● **PASSAGE FOR REVIEW**:
######

Happiness Project

Project Outline:

Requirements

Presentation

Topic: World Happiness Report 2021

Reason why we selected our topic:
Our team explored various data sets such as Olympic data, Zillow housing data, NBA player statistics and the World Happiness data.

As we chatted about what insights we could gain from the analysis we decided the features and information available within the World Happiness data was what we wanted to explore.

Description of source data: The World Happiness Report 2021 focuses on how people all over the world have coped with the effects of COVID-19. The data set has two focuses, first the effects of COVID-19 on the structure and quality of people’s lives, and second to describe and evaluate how governments all over the world have dealt with the pandemic. The purpose of the data is to help to try and explain why some countries have done better than others.

Questions they hope to answer with the data: By applying the most advanced techniques of Machine Learning, it would be possible to define the most important factors and measure quantitatively their contribution to one’s happiness.

Our team is hoping to apply advanced techniques with Machine Learning to define the most important factors to measure and compare and enhance countries happiness scores.

We are also looking into other measures not explored in the happiness dataset to see what kind of correlation other factors might have with the happiness data.

Description of the data exploration phase of the project: We took several different data sets that reported their data by country and loaded them each into their own postgres SQL table.

Description of the analysis phase of the project: In SQL view to check how each country was reported in each data set to check for spelling differences or abbrivations. After identifying the different ways a country was referred to we created a cross reference table that we could join each of the data sets to. Then we combined all the datasets in a view that could be used when creating the machine learning model.

Technologies, languages, tools, and algorithms used throughout the project:

Languages: PostgreSQL; Python; R
Tools: PostgreSQL; Amazon RDS; Tableau; Google Slides; Jupyter Notebook; Slack; Excel
Algorithms: Decision Tree; Random Forest; Multiple Regression; SMOTE

Slides - Presentation is drafted in google slides: Presentation Draft

Machine Learning Model

Description of preliminary data preprocessing:

CSV files were imported into Jupyter notebook
All column headers for each CSV file were reviewed, if column names containing same variable did not match between files, this was corrected.

######

[Point localization data]
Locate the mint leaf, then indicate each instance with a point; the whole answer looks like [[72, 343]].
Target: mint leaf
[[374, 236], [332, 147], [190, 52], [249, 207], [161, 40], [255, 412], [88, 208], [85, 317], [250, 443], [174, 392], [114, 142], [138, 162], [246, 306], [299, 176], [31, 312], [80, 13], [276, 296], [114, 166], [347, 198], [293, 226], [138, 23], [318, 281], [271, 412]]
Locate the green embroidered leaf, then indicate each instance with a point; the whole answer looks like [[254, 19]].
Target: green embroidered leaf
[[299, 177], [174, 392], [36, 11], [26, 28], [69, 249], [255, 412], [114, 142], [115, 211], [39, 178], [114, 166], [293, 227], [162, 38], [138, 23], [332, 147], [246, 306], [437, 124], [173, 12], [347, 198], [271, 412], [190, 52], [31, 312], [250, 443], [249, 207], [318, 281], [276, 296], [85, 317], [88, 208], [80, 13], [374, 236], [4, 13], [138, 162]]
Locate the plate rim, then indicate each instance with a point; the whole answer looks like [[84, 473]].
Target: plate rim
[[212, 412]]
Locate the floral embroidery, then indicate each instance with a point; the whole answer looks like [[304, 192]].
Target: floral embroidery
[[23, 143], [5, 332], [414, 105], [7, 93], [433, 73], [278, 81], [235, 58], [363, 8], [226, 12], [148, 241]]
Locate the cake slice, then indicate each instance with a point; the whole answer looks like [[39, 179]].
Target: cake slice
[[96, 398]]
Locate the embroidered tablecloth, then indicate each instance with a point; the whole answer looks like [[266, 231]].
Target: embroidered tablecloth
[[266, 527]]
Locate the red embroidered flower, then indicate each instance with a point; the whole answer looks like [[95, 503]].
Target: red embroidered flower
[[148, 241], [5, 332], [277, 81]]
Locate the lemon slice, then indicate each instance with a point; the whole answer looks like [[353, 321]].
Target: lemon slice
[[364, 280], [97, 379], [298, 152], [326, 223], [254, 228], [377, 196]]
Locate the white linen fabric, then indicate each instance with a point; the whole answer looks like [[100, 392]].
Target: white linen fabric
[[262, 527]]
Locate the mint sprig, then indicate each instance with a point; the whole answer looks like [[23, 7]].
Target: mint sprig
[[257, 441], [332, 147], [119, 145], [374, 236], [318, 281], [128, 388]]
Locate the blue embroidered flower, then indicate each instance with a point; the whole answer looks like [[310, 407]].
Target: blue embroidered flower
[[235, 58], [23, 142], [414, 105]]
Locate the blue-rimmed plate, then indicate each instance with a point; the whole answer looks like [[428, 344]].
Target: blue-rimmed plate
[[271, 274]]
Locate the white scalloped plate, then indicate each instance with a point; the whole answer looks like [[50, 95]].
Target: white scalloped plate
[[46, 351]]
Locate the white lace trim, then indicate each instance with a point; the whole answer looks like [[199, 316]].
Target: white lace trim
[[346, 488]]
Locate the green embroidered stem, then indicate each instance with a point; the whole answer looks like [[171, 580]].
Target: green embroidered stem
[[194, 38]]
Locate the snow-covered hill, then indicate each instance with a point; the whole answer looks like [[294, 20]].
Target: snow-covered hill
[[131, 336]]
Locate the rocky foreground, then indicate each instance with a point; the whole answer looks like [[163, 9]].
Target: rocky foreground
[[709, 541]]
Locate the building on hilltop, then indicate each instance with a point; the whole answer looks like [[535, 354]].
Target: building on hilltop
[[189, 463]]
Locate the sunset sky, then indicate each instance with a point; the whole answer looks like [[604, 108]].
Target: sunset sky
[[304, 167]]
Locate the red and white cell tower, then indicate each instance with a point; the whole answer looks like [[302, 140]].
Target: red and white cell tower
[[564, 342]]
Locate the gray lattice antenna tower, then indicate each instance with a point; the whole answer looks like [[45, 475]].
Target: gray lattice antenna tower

######

● **WORK ORDER A**: Reproduce the project outline word for word from "As we chatted" to "to one’s happiness.".
● **WORK ORDER B**: According to the project outline, what were the CSV files imported into during preliminary data preprocessing?

● **EXERCISE OUTPUT A**:
As we chatted about what insights we could gain from the analysis we decided the features and information available within the World Happiness data was what we wanted to explore.

Description of source data: The World Happiness Report 2021 focuses on how people all over the world have coped with the effects of COVID-19. The data set has two focuses, first the effects of COVID-19 on the structure and quality of people’s lives, and second to describe and evaluate how governments all over the world have dealt with the pandemic. The purpose of the data is to help to try and explain why some countries have done better than others.

Questions they hope to answer with the data: By applying the most advanced techniques of Machine Learning, it would be possible to define the most important factors and measure quantitatively their contribution to one’s happiness.

● **EXERCISE OUTPUT B**: Jupyter notebook.